**Aim of the task**
In the forum discussion, how many times did one poster say they reviewed the scene?

**Source document**
[Start of Attachment]

We definatly saw him being dragged along the ground, but think back

Did you EVER see anything actually attached to him? did we ever see the mist physically connected to him..
 

BrooklynKnight said:
We definatly saw him being dragged along the ground, but think back

Did you EVER see anything actually attached to him? did we ever see the mist physically connected to him..

I just reviewed the scene 5 times, and you CAN just barly make out something black draging him. Its so fast its almost un-noticible.

The mechanical sound was very distinctive during the entire thing however. I still think its a machine, perhaps whatever is dragging him is releasing smoke. Who knows.
 

The computer isn't a personal computer. The early 70's are pre-PC. It would be a mainframe or a mini, which the tapes support.

I don't recognize the prompt from any IBM 370 series or from any DEC stuff, so I suspect that it's just for the show.
 

Fast Learner said:
The computer isn't a personal computer. The early 70's are pre-PC. It would be a mainframe or a mini, which the tapes support.

[End of Attachment]

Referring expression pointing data

[Start of Attachment]

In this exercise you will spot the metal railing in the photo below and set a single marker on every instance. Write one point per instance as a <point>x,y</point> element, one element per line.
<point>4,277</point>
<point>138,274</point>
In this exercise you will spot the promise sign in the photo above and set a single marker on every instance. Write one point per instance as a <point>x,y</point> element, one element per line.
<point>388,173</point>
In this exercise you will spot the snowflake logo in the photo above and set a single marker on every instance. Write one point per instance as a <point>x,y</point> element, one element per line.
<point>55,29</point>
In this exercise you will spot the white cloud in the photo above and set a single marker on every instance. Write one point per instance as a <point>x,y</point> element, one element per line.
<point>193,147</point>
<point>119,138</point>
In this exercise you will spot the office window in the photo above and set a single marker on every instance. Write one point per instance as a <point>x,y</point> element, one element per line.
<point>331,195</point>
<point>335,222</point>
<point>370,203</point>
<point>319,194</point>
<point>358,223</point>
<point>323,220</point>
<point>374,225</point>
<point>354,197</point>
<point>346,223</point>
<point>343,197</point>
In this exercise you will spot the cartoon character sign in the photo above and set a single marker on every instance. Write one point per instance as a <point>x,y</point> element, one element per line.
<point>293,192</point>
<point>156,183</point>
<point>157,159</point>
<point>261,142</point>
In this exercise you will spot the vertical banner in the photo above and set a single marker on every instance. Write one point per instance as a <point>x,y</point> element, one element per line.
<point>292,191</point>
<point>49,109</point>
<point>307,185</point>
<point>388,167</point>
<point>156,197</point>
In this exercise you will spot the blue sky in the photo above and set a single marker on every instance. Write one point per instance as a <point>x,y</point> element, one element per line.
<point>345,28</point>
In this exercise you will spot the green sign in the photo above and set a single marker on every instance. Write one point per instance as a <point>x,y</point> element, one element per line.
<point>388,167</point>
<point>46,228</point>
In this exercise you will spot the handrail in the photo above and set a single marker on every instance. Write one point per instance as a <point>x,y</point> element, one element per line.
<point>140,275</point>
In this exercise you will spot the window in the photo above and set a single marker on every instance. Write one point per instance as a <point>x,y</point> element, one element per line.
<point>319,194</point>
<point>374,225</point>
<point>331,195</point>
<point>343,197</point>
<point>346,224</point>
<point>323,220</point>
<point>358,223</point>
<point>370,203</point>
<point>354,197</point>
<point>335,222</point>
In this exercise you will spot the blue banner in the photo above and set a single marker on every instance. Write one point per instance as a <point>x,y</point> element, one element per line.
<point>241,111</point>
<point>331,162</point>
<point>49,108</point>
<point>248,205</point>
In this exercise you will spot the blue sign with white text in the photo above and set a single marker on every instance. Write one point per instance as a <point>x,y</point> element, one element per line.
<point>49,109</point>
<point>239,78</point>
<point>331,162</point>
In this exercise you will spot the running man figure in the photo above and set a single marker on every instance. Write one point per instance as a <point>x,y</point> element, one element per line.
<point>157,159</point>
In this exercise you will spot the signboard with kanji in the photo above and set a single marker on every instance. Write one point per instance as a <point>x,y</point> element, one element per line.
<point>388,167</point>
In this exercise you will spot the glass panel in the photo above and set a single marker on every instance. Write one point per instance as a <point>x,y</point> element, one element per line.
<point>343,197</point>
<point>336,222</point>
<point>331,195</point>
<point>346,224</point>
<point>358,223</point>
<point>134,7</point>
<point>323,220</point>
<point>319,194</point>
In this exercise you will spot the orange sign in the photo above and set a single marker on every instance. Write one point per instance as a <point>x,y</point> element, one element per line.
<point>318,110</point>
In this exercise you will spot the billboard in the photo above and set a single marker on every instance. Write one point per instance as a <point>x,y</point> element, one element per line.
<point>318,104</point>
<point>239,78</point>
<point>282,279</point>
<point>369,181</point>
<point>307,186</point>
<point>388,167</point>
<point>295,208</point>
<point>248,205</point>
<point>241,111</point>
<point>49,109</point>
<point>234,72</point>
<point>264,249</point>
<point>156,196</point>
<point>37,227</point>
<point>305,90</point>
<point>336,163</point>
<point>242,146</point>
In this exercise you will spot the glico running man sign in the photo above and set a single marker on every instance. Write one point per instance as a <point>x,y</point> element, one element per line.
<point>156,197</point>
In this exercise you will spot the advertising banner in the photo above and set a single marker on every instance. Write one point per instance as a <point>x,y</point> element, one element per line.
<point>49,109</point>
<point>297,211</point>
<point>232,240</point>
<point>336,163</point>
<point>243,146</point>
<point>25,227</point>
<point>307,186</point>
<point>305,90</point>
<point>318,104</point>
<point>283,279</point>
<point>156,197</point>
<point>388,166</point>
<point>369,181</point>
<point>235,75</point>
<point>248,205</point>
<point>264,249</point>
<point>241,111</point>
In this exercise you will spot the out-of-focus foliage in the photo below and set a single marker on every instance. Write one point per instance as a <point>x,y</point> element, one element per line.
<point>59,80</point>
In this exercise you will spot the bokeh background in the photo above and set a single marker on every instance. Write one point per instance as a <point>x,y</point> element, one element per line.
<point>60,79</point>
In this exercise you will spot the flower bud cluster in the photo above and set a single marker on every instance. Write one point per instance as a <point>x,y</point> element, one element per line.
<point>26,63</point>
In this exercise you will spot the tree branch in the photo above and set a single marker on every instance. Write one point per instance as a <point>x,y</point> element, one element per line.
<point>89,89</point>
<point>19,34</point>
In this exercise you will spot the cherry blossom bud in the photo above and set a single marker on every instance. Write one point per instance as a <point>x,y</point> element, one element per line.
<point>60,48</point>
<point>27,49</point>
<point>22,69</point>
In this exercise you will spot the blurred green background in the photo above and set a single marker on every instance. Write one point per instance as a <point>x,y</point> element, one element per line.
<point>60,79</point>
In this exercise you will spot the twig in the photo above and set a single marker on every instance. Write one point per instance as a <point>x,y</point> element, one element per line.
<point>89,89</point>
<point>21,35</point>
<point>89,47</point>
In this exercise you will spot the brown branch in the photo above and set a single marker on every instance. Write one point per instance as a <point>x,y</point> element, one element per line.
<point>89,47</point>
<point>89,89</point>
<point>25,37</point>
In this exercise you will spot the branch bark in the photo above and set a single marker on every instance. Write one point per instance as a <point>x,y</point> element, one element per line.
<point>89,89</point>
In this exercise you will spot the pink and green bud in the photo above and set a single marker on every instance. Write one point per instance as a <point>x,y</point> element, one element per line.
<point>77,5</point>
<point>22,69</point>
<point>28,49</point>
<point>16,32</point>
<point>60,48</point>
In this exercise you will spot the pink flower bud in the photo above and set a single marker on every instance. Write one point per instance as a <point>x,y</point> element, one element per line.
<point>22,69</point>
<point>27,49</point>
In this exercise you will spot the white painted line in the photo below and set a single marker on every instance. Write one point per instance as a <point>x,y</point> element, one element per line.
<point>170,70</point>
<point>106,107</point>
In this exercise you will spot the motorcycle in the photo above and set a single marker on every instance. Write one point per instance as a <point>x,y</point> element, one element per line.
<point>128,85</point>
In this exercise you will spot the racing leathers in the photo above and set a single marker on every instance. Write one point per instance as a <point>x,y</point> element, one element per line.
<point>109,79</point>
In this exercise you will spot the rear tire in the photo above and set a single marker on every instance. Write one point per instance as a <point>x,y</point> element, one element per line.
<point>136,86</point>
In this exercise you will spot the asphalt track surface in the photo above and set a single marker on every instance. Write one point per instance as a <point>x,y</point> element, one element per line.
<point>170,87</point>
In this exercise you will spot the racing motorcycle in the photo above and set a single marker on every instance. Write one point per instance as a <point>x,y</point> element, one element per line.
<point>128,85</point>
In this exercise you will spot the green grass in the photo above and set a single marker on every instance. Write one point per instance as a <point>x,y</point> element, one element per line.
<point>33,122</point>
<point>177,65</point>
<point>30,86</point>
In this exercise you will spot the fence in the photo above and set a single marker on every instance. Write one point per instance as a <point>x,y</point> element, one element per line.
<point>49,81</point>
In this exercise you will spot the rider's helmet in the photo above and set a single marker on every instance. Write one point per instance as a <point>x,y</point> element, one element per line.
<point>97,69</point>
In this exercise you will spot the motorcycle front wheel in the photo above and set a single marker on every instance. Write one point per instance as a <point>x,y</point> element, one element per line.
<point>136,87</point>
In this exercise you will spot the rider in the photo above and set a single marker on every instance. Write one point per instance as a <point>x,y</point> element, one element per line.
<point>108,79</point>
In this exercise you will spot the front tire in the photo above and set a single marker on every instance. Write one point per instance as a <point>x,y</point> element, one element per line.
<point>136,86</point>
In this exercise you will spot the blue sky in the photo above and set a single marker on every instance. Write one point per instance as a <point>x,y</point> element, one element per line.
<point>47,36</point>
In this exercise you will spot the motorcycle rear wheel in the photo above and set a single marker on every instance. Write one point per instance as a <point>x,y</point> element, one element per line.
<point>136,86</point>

[End of Attachment]

**The answer**
Five times.